Excerpt to read:
· · · ·
PEANUTS (Arachis hypogaea L.)
They brought me from Peru a very funny fruit, which grows under the soil, and very beautiful to see and very tasty to eat.
Nicolas Monardes (1580) - ‘Primera y segvnda y tercera partes de la Historia Medicinal’
The peanut or groundnut is a herbaceous plant, between 30-50 cm tall. Although the peanut is considered to be a nut, it is in fact a legume. After pollination, a stalk (the ‘peg’) grows from the base of the flower into the soil, pushing the ovaries underground where they remain buried until the development of the fruit, a phenomenon known as geocarpy.
It is believed that the genus Arachis originated in the south-west of Mato Grosso do Sul or in the north-east of Paraguay, where the oldest species of the genus are found. Cultivation of the commercially grown species Arachis hypogaea L. was well established in Mesoamerica before the arrival of the Europeans, with the earliest indications of its cultivation in Peru dating from 5000 BCE.
The peanut is today the most widely cultivated legume and is one of the five most economically important oilseeds. Other species are grown on a small scale, as fodder, soil improver or as ornamentals. Wild peanut species were an important source of proteins in the past and some continue to be used for food and medicinal purposes, especially in Brazil and Paraguay. The peanut is consumed raw, roasted or cooked as an ingredient in a variety of dishes; it is also used to make oil and peanut butter.
· · · ·
Excerpted records:
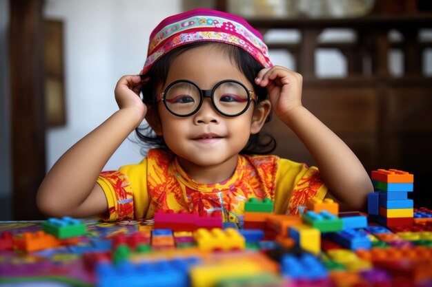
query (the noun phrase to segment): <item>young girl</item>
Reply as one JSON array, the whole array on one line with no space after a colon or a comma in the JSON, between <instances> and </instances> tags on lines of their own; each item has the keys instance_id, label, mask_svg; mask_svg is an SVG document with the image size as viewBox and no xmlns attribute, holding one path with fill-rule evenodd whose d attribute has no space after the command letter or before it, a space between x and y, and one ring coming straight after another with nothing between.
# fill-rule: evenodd
<instances>
[{"instance_id":1,"label":"young girl","mask_svg":"<svg viewBox=\"0 0 432 287\"><path fill-rule=\"evenodd\" d=\"M244 19L205 9L168 17L150 35L140 75L117 83L119 111L52 167L38 206L48 216L109 220L148 219L158 209L219 211L236 222L251 198L273 200L276 213L302 213L308 199L324 197L362 209L373 190L368 173L302 105L302 85L299 74L273 66ZM259 133L272 109L320 171L262 155L274 148ZM144 118L151 130L137 129L139 136L159 149L139 164L101 172Z\"/></svg>"}]
</instances>

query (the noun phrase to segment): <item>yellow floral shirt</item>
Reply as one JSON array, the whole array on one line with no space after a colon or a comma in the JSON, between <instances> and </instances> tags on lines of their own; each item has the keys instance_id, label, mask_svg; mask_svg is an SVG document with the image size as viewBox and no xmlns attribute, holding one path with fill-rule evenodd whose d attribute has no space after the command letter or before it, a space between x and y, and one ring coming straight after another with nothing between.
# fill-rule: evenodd
<instances>
[{"instance_id":1,"label":"yellow floral shirt","mask_svg":"<svg viewBox=\"0 0 432 287\"><path fill-rule=\"evenodd\" d=\"M239 155L233 176L217 184L195 181L170 151L150 149L139 164L102 172L97 182L108 203L106 220L150 219L158 209L220 212L224 222L243 221L248 198L270 198L273 212L299 214L308 199L327 188L315 167L276 156Z\"/></svg>"}]
</instances>

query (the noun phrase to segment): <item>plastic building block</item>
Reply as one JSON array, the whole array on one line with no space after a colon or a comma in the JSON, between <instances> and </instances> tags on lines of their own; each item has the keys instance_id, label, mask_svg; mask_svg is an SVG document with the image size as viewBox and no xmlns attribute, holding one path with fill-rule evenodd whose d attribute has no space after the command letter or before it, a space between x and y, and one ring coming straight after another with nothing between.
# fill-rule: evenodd
<instances>
[{"instance_id":1,"label":"plastic building block","mask_svg":"<svg viewBox=\"0 0 432 287\"><path fill-rule=\"evenodd\" d=\"M377 191L380 193L380 199L384 200L404 200L408 199L407 191Z\"/></svg>"},{"instance_id":2,"label":"plastic building block","mask_svg":"<svg viewBox=\"0 0 432 287\"><path fill-rule=\"evenodd\" d=\"M399 226L412 225L414 223L414 217L386 217L382 215L370 215L369 218L380 224L393 227Z\"/></svg>"},{"instance_id":3,"label":"plastic building block","mask_svg":"<svg viewBox=\"0 0 432 287\"><path fill-rule=\"evenodd\" d=\"M368 213L377 215L380 214L379 193L373 192L368 193Z\"/></svg>"},{"instance_id":4,"label":"plastic building block","mask_svg":"<svg viewBox=\"0 0 432 287\"><path fill-rule=\"evenodd\" d=\"M244 211L271 213L273 211L273 201L270 198L264 198L264 200L250 198L244 203Z\"/></svg>"},{"instance_id":5,"label":"plastic building block","mask_svg":"<svg viewBox=\"0 0 432 287\"><path fill-rule=\"evenodd\" d=\"M317 255L321 251L321 233L317 228L306 224L292 226L289 227L289 237L306 251Z\"/></svg>"},{"instance_id":6,"label":"plastic building block","mask_svg":"<svg viewBox=\"0 0 432 287\"><path fill-rule=\"evenodd\" d=\"M432 222L432 214L422 211L414 212L415 222Z\"/></svg>"},{"instance_id":7,"label":"plastic building block","mask_svg":"<svg viewBox=\"0 0 432 287\"><path fill-rule=\"evenodd\" d=\"M368 226L368 219L364 215L340 217L344 229L364 228Z\"/></svg>"},{"instance_id":8,"label":"plastic building block","mask_svg":"<svg viewBox=\"0 0 432 287\"><path fill-rule=\"evenodd\" d=\"M264 232L260 229L239 229L239 233L246 242L257 242L264 237Z\"/></svg>"},{"instance_id":9,"label":"plastic building block","mask_svg":"<svg viewBox=\"0 0 432 287\"><path fill-rule=\"evenodd\" d=\"M244 237L234 228L213 228L210 231L199 228L193 234L198 248L202 251L241 250L245 248Z\"/></svg>"},{"instance_id":10,"label":"plastic building block","mask_svg":"<svg viewBox=\"0 0 432 287\"><path fill-rule=\"evenodd\" d=\"M137 249L141 245L150 244L150 233L149 231L136 231L127 235L121 233L112 237L111 248L115 251L120 245L128 246L132 250Z\"/></svg>"},{"instance_id":11,"label":"plastic building block","mask_svg":"<svg viewBox=\"0 0 432 287\"><path fill-rule=\"evenodd\" d=\"M198 228L222 228L223 225L222 214L219 211L208 213L203 211L197 219L196 229Z\"/></svg>"},{"instance_id":12,"label":"plastic building block","mask_svg":"<svg viewBox=\"0 0 432 287\"><path fill-rule=\"evenodd\" d=\"M372 180L372 183L375 190L382 191L412 192L414 190L414 184L413 183L386 183L378 180Z\"/></svg>"},{"instance_id":13,"label":"plastic building block","mask_svg":"<svg viewBox=\"0 0 432 287\"><path fill-rule=\"evenodd\" d=\"M351 250L370 249L371 247L371 240L362 230L346 229L329 233L329 238Z\"/></svg>"},{"instance_id":14,"label":"plastic building block","mask_svg":"<svg viewBox=\"0 0 432 287\"><path fill-rule=\"evenodd\" d=\"M222 222L222 229L227 228L238 229L239 226L237 225L237 223L233 222Z\"/></svg>"},{"instance_id":15,"label":"plastic building block","mask_svg":"<svg viewBox=\"0 0 432 287\"><path fill-rule=\"evenodd\" d=\"M17 248L28 252L39 251L61 246L61 242L57 238L42 231L19 234L13 237L13 242Z\"/></svg>"},{"instance_id":16,"label":"plastic building block","mask_svg":"<svg viewBox=\"0 0 432 287\"><path fill-rule=\"evenodd\" d=\"M389 228L380 225L369 225L364 229L372 234L389 233L391 232Z\"/></svg>"},{"instance_id":17,"label":"plastic building block","mask_svg":"<svg viewBox=\"0 0 432 287\"><path fill-rule=\"evenodd\" d=\"M389 209L380 207L380 215L385 217L413 217L413 209Z\"/></svg>"},{"instance_id":18,"label":"plastic building block","mask_svg":"<svg viewBox=\"0 0 432 287\"><path fill-rule=\"evenodd\" d=\"M1 236L0 236L0 251L12 250L12 233L9 231L2 232Z\"/></svg>"},{"instance_id":19,"label":"plastic building block","mask_svg":"<svg viewBox=\"0 0 432 287\"><path fill-rule=\"evenodd\" d=\"M324 210L320 213L308 211L302 215L303 221L321 232L335 232L342 230L342 220Z\"/></svg>"},{"instance_id":20,"label":"plastic building block","mask_svg":"<svg viewBox=\"0 0 432 287\"><path fill-rule=\"evenodd\" d=\"M372 179L387 183L412 183L414 176L407 171L397 169L378 169L372 171Z\"/></svg>"},{"instance_id":21,"label":"plastic building block","mask_svg":"<svg viewBox=\"0 0 432 287\"><path fill-rule=\"evenodd\" d=\"M380 207L387 209L412 209L414 207L413 200L389 200L383 198L379 200Z\"/></svg>"},{"instance_id":22,"label":"plastic building block","mask_svg":"<svg viewBox=\"0 0 432 287\"><path fill-rule=\"evenodd\" d=\"M288 236L290 226L301 224L303 221L298 215L271 215L267 217L266 228L276 232L284 237Z\"/></svg>"},{"instance_id":23,"label":"plastic building block","mask_svg":"<svg viewBox=\"0 0 432 287\"><path fill-rule=\"evenodd\" d=\"M328 277L328 272L322 263L310 253L303 253L300 257L293 254L283 255L281 273L293 279L316 280Z\"/></svg>"},{"instance_id":24,"label":"plastic building block","mask_svg":"<svg viewBox=\"0 0 432 287\"><path fill-rule=\"evenodd\" d=\"M42 228L46 233L60 239L84 235L87 233L85 224L68 216L49 218L42 222Z\"/></svg>"},{"instance_id":25,"label":"plastic building block","mask_svg":"<svg viewBox=\"0 0 432 287\"><path fill-rule=\"evenodd\" d=\"M99 264L97 268L98 287L138 287L150 286L161 287L188 286L186 268L196 264L196 260L187 259L159 261L152 263L132 264L123 262L112 265Z\"/></svg>"},{"instance_id":26,"label":"plastic building block","mask_svg":"<svg viewBox=\"0 0 432 287\"><path fill-rule=\"evenodd\" d=\"M155 229L193 231L197 228L197 213L158 210L155 213Z\"/></svg>"},{"instance_id":27,"label":"plastic building block","mask_svg":"<svg viewBox=\"0 0 432 287\"><path fill-rule=\"evenodd\" d=\"M190 268L190 286L194 287L217 286L219 281L226 279L247 278L265 272L262 264L265 257L251 259L245 257L232 258L225 261L215 261Z\"/></svg>"},{"instance_id":28,"label":"plastic building block","mask_svg":"<svg viewBox=\"0 0 432 287\"><path fill-rule=\"evenodd\" d=\"M306 208L308 210L315 211L317 213L325 210L335 215L339 214L339 204L330 198L324 198L324 200L311 198L306 202Z\"/></svg>"}]
</instances>

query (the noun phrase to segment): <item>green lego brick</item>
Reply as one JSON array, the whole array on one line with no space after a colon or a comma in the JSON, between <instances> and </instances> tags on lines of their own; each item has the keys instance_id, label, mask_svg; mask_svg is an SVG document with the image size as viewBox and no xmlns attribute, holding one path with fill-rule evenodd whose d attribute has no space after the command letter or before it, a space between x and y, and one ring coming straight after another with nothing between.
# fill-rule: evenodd
<instances>
[{"instance_id":1,"label":"green lego brick","mask_svg":"<svg viewBox=\"0 0 432 287\"><path fill-rule=\"evenodd\" d=\"M336 232L344 228L342 220L327 211L320 213L309 211L302 215L303 221L321 232Z\"/></svg>"},{"instance_id":2,"label":"green lego brick","mask_svg":"<svg viewBox=\"0 0 432 287\"><path fill-rule=\"evenodd\" d=\"M267 212L273 211L273 201L270 198L258 200L257 198L250 198L244 203L244 211L248 212Z\"/></svg>"},{"instance_id":3,"label":"green lego brick","mask_svg":"<svg viewBox=\"0 0 432 287\"><path fill-rule=\"evenodd\" d=\"M86 224L67 216L62 218L49 218L42 222L43 231L59 239L84 235L87 233Z\"/></svg>"}]
</instances>

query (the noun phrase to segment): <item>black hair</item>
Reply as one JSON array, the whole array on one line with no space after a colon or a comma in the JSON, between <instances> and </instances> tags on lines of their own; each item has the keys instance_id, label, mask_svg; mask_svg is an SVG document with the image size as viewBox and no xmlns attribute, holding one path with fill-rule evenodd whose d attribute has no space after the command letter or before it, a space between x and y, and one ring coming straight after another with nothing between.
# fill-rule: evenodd
<instances>
[{"instance_id":1,"label":"black hair","mask_svg":"<svg viewBox=\"0 0 432 287\"><path fill-rule=\"evenodd\" d=\"M257 95L258 103L268 98L267 90L265 87L257 85L255 78L264 66L255 59L251 54L243 49L233 45L218 42L198 42L178 47L157 60L152 66L146 76L150 77L148 82L142 88L143 102L148 106L156 108L156 94L157 87L164 85L168 76L170 65L173 60L181 53L193 47L203 45L217 45L220 46L221 52L226 52L232 60L237 64L246 78L253 85L253 89ZM271 119L271 114L266 119L268 123ZM169 149L161 136L157 136L150 125L140 126L135 129L137 138L144 142L144 148L160 148ZM240 151L242 154L266 154L272 152L276 148L276 140L271 134L260 131L258 134L251 135L246 147Z\"/></svg>"}]
</instances>

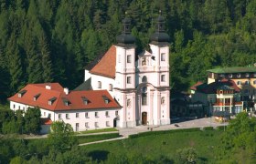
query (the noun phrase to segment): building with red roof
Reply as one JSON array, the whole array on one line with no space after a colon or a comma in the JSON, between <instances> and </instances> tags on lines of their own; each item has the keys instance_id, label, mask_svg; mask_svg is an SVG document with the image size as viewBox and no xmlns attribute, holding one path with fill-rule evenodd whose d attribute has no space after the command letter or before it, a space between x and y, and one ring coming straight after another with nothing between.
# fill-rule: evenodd
<instances>
[{"instance_id":1,"label":"building with red roof","mask_svg":"<svg viewBox=\"0 0 256 164\"><path fill-rule=\"evenodd\" d=\"M76 131L113 127L122 108L107 90L69 91L59 83L28 84L8 100L13 110L38 107L43 125L63 120Z\"/></svg>"},{"instance_id":2,"label":"building with red roof","mask_svg":"<svg viewBox=\"0 0 256 164\"><path fill-rule=\"evenodd\" d=\"M226 111L237 114L242 111L243 102L240 99L240 88L232 80L222 79L210 84L195 85L191 89L192 102L202 101L209 108L209 113Z\"/></svg>"}]
</instances>

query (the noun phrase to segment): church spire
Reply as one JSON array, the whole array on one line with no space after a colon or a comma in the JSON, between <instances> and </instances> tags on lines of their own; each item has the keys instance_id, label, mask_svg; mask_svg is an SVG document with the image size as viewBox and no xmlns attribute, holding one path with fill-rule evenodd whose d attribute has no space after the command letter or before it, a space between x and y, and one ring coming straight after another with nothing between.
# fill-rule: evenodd
<instances>
[{"instance_id":1,"label":"church spire","mask_svg":"<svg viewBox=\"0 0 256 164\"><path fill-rule=\"evenodd\" d=\"M135 46L135 38L131 35L131 19L125 16L122 22L123 33L116 36L117 46L123 47Z\"/></svg>"},{"instance_id":2,"label":"church spire","mask_svg":"<svg viewBox=\"0 0 256 164\"><path fill-rule=\"evenodd\" d=\"M150 37L150 43L153 45L167 45L170 36L165 31L165 19L162 16L161 10L159 11L159 16L156 19L155 32Z\"/></svg>"}]
</instances>

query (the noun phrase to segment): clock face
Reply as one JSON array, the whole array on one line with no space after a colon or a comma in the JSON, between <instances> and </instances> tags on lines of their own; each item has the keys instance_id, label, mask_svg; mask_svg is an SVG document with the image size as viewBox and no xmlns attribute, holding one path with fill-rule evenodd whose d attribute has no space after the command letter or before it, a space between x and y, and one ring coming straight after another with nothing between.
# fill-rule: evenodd
<instances>
[{"instance_id":1,"label":"clock face","mask_svg":"<svg viewBox=\"0 0 256 164\"><path fill-rule=\"evenodd\" d=\"M147 89L146 89L146 87L143 87L143 92L144 93L144 92L146 92L146 90L147 90Z\"/></svg>"}]
</instances>

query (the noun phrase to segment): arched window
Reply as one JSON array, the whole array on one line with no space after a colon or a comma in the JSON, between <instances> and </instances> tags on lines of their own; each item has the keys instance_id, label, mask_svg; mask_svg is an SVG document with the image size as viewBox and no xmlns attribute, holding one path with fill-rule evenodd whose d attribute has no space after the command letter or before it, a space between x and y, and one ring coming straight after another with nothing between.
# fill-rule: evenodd
<instances>
[{"instance_id":1,"label":"arched window","mask_svg":"<svg viewBox=\"0 0 256 164\"><path fill-rule=\"evenodd\" d=\"M109 91L112 91L112 84L109 85Z\"/></svg>"},{"instance_id":2,"label":"arched window","mask_svg":"<svg viewBox=\"0 0 256 164\"><path fill-rule=\"evenodd\" d=\"M161 104L163 104L163 105L165 104L165 97L161 97Z\"/></svg>"},{"instance_id":3,"label":"arched window","mask_svg":"<svg viewBox=\"0 0 256 164\"><path fill-rule=\"evenodd\" d=\"M98 88L101 88L101 82L98 81Z\"/></svg>"},{"instance_id":4,"label":"arched window","mask_svg":"<svg viewBox=\"0 0 256 164\"><path fill-rule=\"evenodd\" d=\"M146 87L144 87L142 91L142 105L145 106L147 104L147 93L146 93Z\"/></svg>"},{"instance_id":5,"label":"arched window","mask_svg":"<svg viewBox=\"0 0 256 164\"><path fill-rule=\"evenodd\" d=\"M143 77L143 83L146 83L147 82L147 78L145 76Z\"/></svg>"}]
</instances>

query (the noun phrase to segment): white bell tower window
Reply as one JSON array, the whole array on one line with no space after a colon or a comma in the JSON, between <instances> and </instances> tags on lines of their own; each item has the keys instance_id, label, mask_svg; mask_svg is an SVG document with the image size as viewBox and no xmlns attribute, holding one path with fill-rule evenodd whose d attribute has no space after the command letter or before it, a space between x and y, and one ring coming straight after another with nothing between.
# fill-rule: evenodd
<instances>
[{"instance_id":1,"label":"white bell tower window","mask_svg":"<svg viewBox=\"0 0 256 164\"><path fill-rule=\"evenodd\" d=\"M165 82L165 75L161 75L161 82Z\"/></svg>"},{"instance_id":2,"label":"white bell tower window","mask_svg":"<svg viewBox=\"0 0 256 164\"><path fill-rule=\"evenodd\" d=\"M132 83L132 80L131 80L131 77L127 77L127 84L131 84Z\"/></svg>"},{"instance_id":3,"label":"white bell tower window","mask_svg":"<svg viewBox=\"0 0 256 164\"><path fill-rule=\"evenodd\" d=\"M132 63L132 56L131 55L127 56L127 63Z\"/></svg>"},{"instance_id":4,"label":"white bell tower window","mask_svg":"<svg viewBox=\"0 0 256 164\"><path fill-rule=\"evenodd\" d=\"M165 61L165 53L161 54L161 61Z\"/></svg>"}]
</instances>

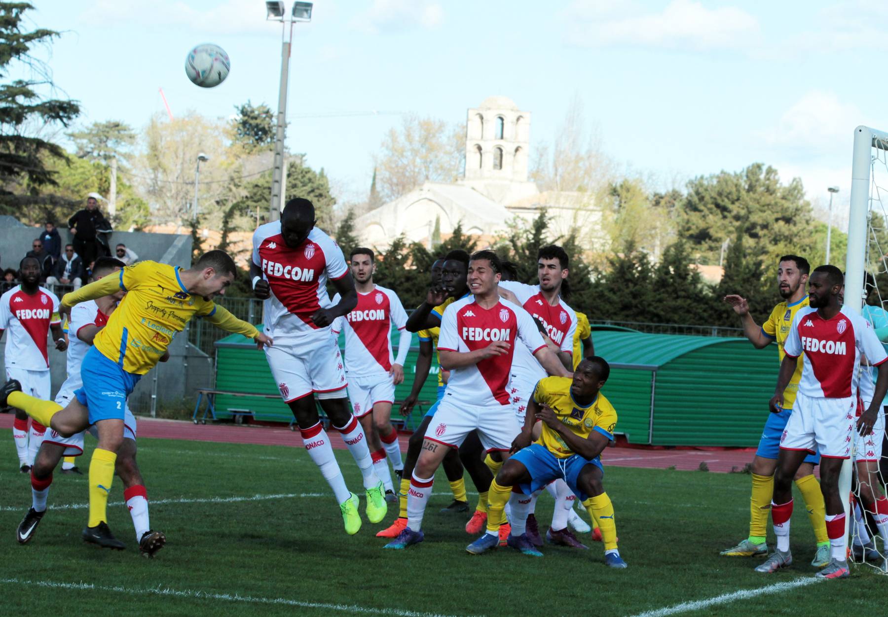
· · · ·
Can you retype the whole peanut text above word for word, from its heading to its final sentence?

Task solution:
PEANUTS (Arachis hypogaea L.)
They brought me from Peru a very funny fruit, which grows under the soil, and very beautiful to see and very tasty to eat.
Nicolas Monardes (1580) - ‘Primera y segvnda y tercera partes de la Historia Medicinal’
The peanut or groundnut is a herbaceous plant, between 30-50 cm tall. Although the peanut is considered to be a nut, it is in fact a legume. After pollination, a stalk (the ‘peg’) grows from the base of the flower into the soil, pushing the ovaries underground where they remain buried until the development of the fruit, a phenomenon known as geocarpy.
It is believed that the genus Arachis originated in the south-west of Mato Grosso do Sul or in the north-east of Paraguay, where the oldest species of the genus are found. Cultivation of the commercially grown species Arachis hypogaea L. was well established in Mesoamerica before the arrival of the Europeans, with the earliest indications of its cultivation in Peru dating from 5000 BCE.
The peanut is today the most widely cultivated legume and is one of the five most economically important oilseeds. Other species are grown on a small scale, as fodder, soil improver or as ornamentals. Wild peanut species were an important source of proteins in the past and some continue to be used for food and medicinal purposes, especially in Brazil and Paraguay. The peanut is consumed raw, roasted or cooked as an ingredient in a variety of dishes; it is also used to make oil and peanut butter.